WHAT YOU NEED TO DO
In the records that follow, show each line where the word "lane" is present.

EXERCISE MATERIAL
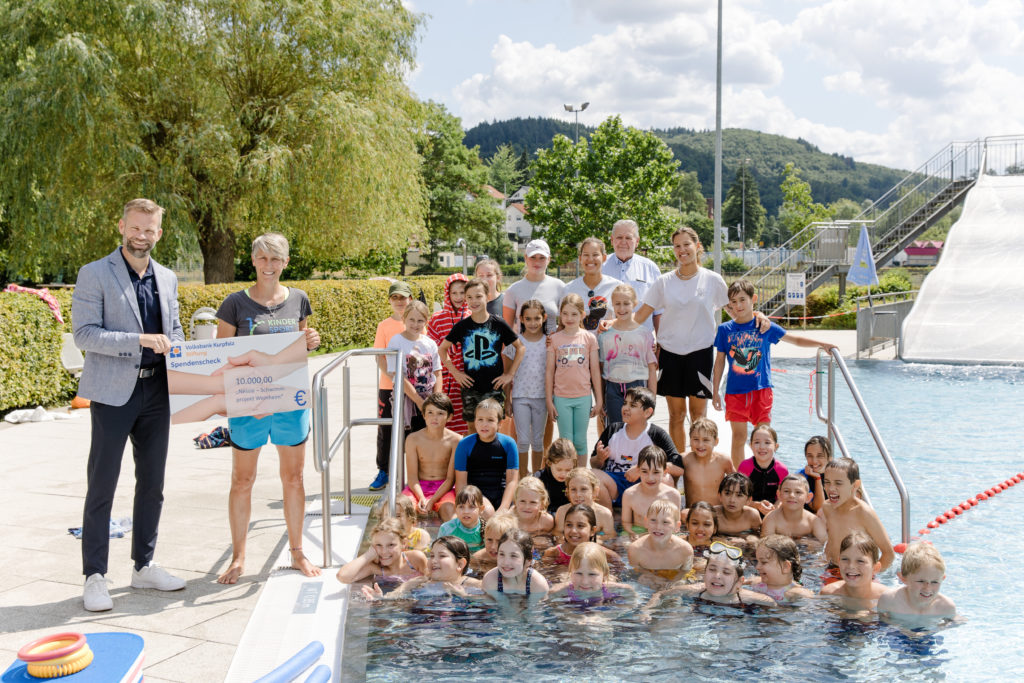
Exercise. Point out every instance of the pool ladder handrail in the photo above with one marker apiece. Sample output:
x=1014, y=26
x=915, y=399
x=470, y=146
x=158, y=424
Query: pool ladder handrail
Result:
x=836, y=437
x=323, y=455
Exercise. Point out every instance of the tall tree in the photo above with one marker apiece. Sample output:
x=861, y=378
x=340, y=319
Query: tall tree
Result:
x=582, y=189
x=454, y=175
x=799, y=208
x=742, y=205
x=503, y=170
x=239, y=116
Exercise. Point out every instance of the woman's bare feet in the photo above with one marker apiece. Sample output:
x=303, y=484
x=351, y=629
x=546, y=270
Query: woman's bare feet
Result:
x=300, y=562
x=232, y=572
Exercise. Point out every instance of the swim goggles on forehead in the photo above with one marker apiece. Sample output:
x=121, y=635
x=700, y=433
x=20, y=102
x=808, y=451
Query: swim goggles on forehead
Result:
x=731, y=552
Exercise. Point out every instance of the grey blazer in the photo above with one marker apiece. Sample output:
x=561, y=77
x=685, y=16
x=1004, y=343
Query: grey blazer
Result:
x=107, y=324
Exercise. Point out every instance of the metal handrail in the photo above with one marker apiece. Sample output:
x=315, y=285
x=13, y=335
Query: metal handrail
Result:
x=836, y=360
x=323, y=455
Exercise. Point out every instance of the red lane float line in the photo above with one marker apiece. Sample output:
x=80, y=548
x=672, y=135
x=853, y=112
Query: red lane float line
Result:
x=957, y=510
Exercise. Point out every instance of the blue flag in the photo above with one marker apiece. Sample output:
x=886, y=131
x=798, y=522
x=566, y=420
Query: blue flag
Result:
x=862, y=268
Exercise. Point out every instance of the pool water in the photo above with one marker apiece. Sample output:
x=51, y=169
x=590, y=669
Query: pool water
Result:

SOLUTION FOR THIS TASK
Exercise. Point out every instance of the red lane float line in the photo above with one marker apiece. Sample output:
Query: red lane float line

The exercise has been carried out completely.